# Start of RECORDS SUPPLIED

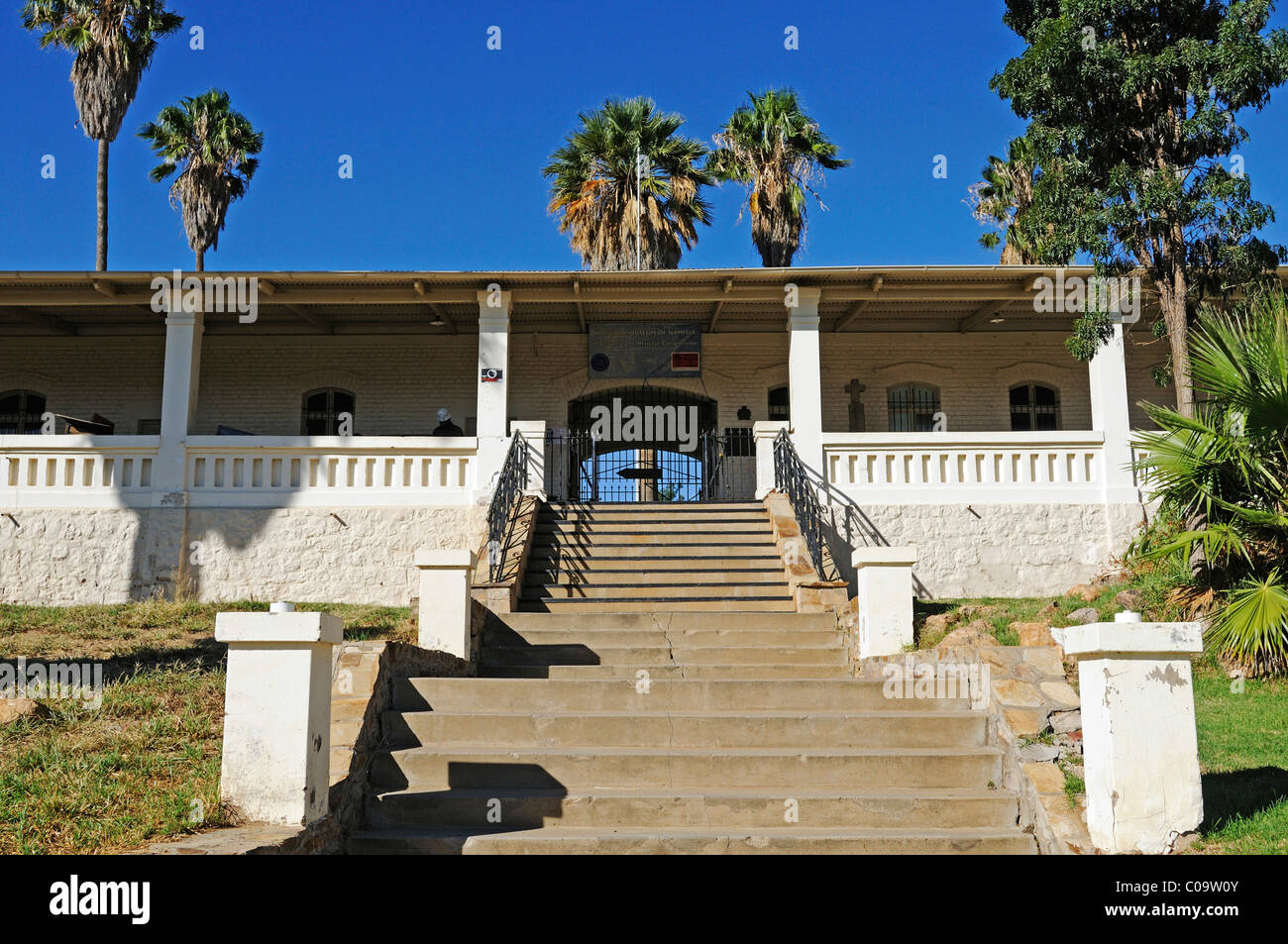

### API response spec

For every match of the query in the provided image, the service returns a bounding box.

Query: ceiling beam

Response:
[411,278,456,335]
[4,308,76,335]
[572,278,587,334]
[0,283,1056,308]
[957,277,1033,335]
[707,278,733,334]
[832,275,885,332]
[282,305,335,335]
[957,301,1008,335]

# End of RECORDS SUPPLIED

■ TASK BRIEF ■
Reproduce the material above word for word, omitting the picture.

■ SOLUTION TO THIS EXERCISE ■
### API response spec

For every match of the query in the provided image, the service returns a bounding box.

Query: ceiling beam

Response:
[411,278,456,335]
[4,308,76,335]
[572,278,587,334]
[0,283,1056,308]
[957,277,1033,335]
[707,278,733,334]
[832,275,885,332]
[282,305,335,335]
[957,301,1008,335]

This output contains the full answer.